DOCUMENT PASSAGE:
The Spanish government introduced wide ranging employment law reform in 2012. These reforms were primarily a result of the economic situation and their over-arching aim was to promote economic growth. Katie Rigg recently undertook a short secondment at the law firm Garrigues in Madrid and she asked two members of the employment team about this reform. Vicente Calle is a senior Partner specialising in restructuring and Paloma Asin is an Associate in the team.
1. Can you briefly explain the background to the 2012 reforms?
These reforms were put in place as a response to a number of historical problems and to the severe economic crisis which began in Spain in 2008. They were initially introduced by way of the Royal Decree-law 3/2012 which came into force on 10 February 2012. The law 3/2012 came into force on 6 July 2012 and replaced and expanded upon this decree. These reforms had a direct impact on several aspects of employment legislation in Spain.
2. In your opinion what are the three most significant changes to Spanish employment law brought about in 2012?
In our view, the three most significant changes were:
Redundancy – Reasons and Procedure - Law 3/2012 amends Article 51 of the Workers Statute and affects both the reasons for redundancy and the procedure followed. The most significant amendment removed the “administrative authorization by the labor Authorities” which required employers to seek prior authorization for all redundancies from the competent Labour Authorities. This requirement was replaced with “subsequent judicial control of redundancies” which gave employees have the right to challenge the decisions (post redundancy) in ordinary civil courts.
Compensation for unfair dismissal: For contracts entered into before 12 February 2012 unfair dismissal compensation is calculated on the basis of 45 days salary per year of service. For contracts entered into after this date the compensation has dropped to 33 days salary per year of service. The new law also made it clear that fractions of a year shall be prorated on a monthly basis (as opposed to daily or weekly).
Collective bargaining agreements (“CBAs”): Prior to these reforms CBAs were automatically and indefinitely extended in the absence of a new agreement. The new law limits any extension to one year which forces parties to negotiate new agreements within that time period (although in practice many CBAs continue on the same terms if no agreement is reached). The labor reform also changed the way in which CBAs apply to companies and enabled businesses in financial difficulty to opt-out of certain conditions in CBAs.
3. What was/were the purpose(s) of these changes?
The main purposes of these changes can be summarized as follows:
- Modernize collective bargaining to cater for the specific needs of companies and employees.

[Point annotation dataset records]
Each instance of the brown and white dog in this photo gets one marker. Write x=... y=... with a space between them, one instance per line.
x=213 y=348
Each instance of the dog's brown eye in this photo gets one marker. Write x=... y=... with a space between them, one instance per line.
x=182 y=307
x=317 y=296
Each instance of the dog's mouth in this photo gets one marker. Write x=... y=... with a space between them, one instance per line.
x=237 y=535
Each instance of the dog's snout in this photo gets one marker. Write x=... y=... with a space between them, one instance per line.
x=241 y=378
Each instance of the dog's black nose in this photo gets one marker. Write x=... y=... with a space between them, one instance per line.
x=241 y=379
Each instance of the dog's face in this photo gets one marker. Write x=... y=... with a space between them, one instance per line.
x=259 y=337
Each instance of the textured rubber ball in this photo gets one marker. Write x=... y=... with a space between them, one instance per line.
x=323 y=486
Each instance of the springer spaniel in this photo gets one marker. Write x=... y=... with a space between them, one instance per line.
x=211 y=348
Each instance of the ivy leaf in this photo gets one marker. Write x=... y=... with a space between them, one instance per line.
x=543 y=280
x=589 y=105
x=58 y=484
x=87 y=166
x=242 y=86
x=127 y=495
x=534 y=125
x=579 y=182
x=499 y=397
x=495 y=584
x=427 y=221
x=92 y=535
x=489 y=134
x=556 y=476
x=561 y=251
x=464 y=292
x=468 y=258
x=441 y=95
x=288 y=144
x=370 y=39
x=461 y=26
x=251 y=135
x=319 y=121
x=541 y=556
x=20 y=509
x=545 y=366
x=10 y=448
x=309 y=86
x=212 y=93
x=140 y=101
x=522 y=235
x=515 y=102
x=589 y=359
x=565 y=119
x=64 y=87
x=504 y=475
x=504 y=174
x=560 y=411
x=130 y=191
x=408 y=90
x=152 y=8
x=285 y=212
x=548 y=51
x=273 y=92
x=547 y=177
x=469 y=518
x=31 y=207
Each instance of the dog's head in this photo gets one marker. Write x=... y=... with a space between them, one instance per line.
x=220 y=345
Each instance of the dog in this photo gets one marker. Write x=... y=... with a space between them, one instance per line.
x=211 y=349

PARTS OF THE EXERCISE:
1. List the three changes that the interview on Spain's 2012 employment law reform names as the most significant.
2. Format the lines of the records from the line containing "Each instance of the dog's snout" through the line containing "x=211 y=348", inclusive, as a JSON list of strings with one string per line and blank lines omitted.

LIST OF SOLUTIONS:
1.
1. Redundancy – Reasons and Procedure
2. Compensation for unfair dismissal
3. Collective bargaining agreements ("CBAs")

2.
[
  "Each instance of the dog's snout in this photo gets one marker. Write x=... y=... with a space between them, one instance per line.",
  "x=241 y=378",
  "Each instance of the dog's black nose in this photo gets one marker. Write x=... y=... with a space between them, one instance per line.",
  "x=241 y=379",
  "Each instance of the dog's face in this photo gets one marker. Write x=... y=... with a space between them, one instance per line.",
  "x=259 y=337",
  "Each instance of the textured rubber ball in this photo gets one marker. Write x=... y=... with a space between them, one instance per line.",
  "x=323 y=486",
  "Each instance of the springer spaniel in this photo gets one marker. Write x=... y=... with a space between them, one instance per line.",
  "x=211 y=348"
]